> Problem details
Return the records below exactly, leaving nothing out.

|---|

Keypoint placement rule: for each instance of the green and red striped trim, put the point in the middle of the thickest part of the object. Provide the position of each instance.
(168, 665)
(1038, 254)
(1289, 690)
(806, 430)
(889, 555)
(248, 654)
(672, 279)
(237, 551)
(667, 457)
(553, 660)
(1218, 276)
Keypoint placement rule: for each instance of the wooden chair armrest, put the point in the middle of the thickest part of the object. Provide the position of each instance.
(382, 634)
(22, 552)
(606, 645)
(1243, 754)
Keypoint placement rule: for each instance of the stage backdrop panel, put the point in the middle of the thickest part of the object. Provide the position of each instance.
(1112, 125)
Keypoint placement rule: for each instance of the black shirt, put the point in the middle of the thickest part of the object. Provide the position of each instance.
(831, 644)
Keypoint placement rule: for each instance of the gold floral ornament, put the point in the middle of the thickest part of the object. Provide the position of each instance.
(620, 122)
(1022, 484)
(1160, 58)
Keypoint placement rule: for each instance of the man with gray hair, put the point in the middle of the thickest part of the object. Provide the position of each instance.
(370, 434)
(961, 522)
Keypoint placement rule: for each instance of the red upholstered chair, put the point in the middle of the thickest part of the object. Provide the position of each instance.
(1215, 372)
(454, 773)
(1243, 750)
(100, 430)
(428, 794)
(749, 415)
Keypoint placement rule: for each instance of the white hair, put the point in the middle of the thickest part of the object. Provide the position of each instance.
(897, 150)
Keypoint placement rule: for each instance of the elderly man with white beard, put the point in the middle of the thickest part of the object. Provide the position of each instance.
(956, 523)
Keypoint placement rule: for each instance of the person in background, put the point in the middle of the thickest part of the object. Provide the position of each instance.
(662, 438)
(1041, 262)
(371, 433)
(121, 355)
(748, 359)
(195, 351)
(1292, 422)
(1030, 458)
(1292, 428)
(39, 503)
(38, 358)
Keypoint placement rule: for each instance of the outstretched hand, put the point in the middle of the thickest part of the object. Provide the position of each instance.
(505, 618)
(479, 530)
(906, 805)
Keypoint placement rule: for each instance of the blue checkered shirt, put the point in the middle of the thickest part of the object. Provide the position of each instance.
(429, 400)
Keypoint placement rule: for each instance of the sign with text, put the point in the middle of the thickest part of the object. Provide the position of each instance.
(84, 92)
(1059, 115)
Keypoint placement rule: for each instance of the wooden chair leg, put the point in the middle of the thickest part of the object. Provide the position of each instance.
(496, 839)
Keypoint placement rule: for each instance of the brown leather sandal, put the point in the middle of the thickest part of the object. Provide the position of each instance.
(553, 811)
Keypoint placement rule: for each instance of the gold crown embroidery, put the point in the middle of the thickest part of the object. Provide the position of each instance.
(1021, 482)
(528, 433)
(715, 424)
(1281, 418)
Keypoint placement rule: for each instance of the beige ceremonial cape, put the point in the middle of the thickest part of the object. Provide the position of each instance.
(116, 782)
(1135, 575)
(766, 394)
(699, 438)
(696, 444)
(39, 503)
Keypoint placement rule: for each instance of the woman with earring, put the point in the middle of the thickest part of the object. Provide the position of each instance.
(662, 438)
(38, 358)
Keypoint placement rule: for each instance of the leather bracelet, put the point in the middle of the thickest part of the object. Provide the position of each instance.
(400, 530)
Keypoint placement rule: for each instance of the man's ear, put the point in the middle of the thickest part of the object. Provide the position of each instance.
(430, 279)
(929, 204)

|---|

> Response area
Keypoint placement rule: for each instance of the green and red striped trim, put the point in the middle of the thickest part of the object. Provide the position of each instance.
(168, 665)
(1038, 254)
(1289, 690)
(806, 430)
(889, 555)
(248, 654)
(672, 279)
(237, 551)
(667, 457)
(553, 660)
(1218, 276)
Keypoint placement rule: for each instance of the wooden chair armrest, put the point in the middle of the thickest part of the object. Provide the position of each instance.
(382, 634)
(22, 552)
(606, 645)
(1243, 754)
Keypoint placement rule: for each instance of the stage backdrop panel, put the point in the middle of the thickest part of the object. Provide the position of each instance.
(1112, 125)
Keypoint placement rule: for each instance of the black shirt, put the point in the middle of the thickest part of the object. Provide the position of each instance.
(831, 644)
Keypoint placement rule: for each instance of the gold floral ornament, put the point in the middle of the thickest part of the object. Provide the position of each instance.
(620, 122)
(1022, 484)
(1160, 58)
Keypoint placement rule: for each instance of the man with gray hair, put the point in the middle of the thickest part of the object. Provide the position of each instance.
(370, 434)
(961, 522)
Keypoint placement rule: for each instance of the red upholstered chair, put the point in the middle of the thickest part of the object. Provide the position of each instance.
(1215, 372)
(454, 773)
(1243, 750)
(100, 430)
(428, 794)
(749, 415)
Keypoint placement rule: for each instance of the white hair, put the point in the middle of the thickest part of the object. Provide the position of each instance.
(897, 150)
Keypoint placement rule: for each instance of the elderly man with white beard, put the point in the middle of the thickest part of the object. Provide the position of each instance.
(956, 523)
Keypoint placement rule: for each instance of the person in background, put the point in the middle of the thickest part of the object. Provide the position of each instance.
(662, 438)
(1041, 262)
(371, 433)
(121, 355)
(748, 359)
(195, 351)
(1292, 422)
(1030, 458)
(1292, 428)
(39, 503)
(38, 358)
Keypoint placement rule: for each instance of the outstretched hand, put the point in the middle of the thickest part of the object. Provide the position of each instance.
(505, 618)
(479, 530)
(906, 805)
Keypoint placement rule: for each instance of the blue checkered shirt, put the point in the middle of the thickest part of the object. Provide the position of each instance.
(429, 400)
Keypoint placement rule: for each instance of the sign with text, put the point in the middle of the thickest part of the object. Provide the position of each instance.
(84, 92)
(1059, 115)
Keypoint placement rule: for each instance of the wooden chair leg, put the point in the middle of the thickest part of the object. Provide the position of each instance.
(496, 839)
Keypoint placement rule: for each instance of the brown leather sandal, put the point in the middle of the thickest part of the object. Provide the position of each instance.
(553, 811)
Keypoint placement rule: for each instance of the gold crown embroidery, put the point in the middle of the thickest part of the object. Provide the position of each instance.
(1021, 482)
(528, 433)
(715, 424)
(1281, 418)
Keypoint placement rule: for each instance of the beige ceremonial cape, put the point in the middle of the thickest part of the object. Provide the position of each instance.
(116, 782)
(1135, 575)
(766, 394)
(699, 438)
(696, 444)
(39, 503)
Keypoint placement rule: for each instance of the woman with earring, put the point in the middle of the thickest part of the object. Provide the position of each instance.
(662, 438)
(38, 358)
Keypoint placement rule: for each instance of the leather bracelet, put the point in the middle of the thickest part of the object. Provide the position of each instance.
(400, 530)
Keypoint placement rule: for each instance of the man's ear, put the point in the middle of the thickest part of the object. Provide the position of each instance.
(430, 279)
(929, 204)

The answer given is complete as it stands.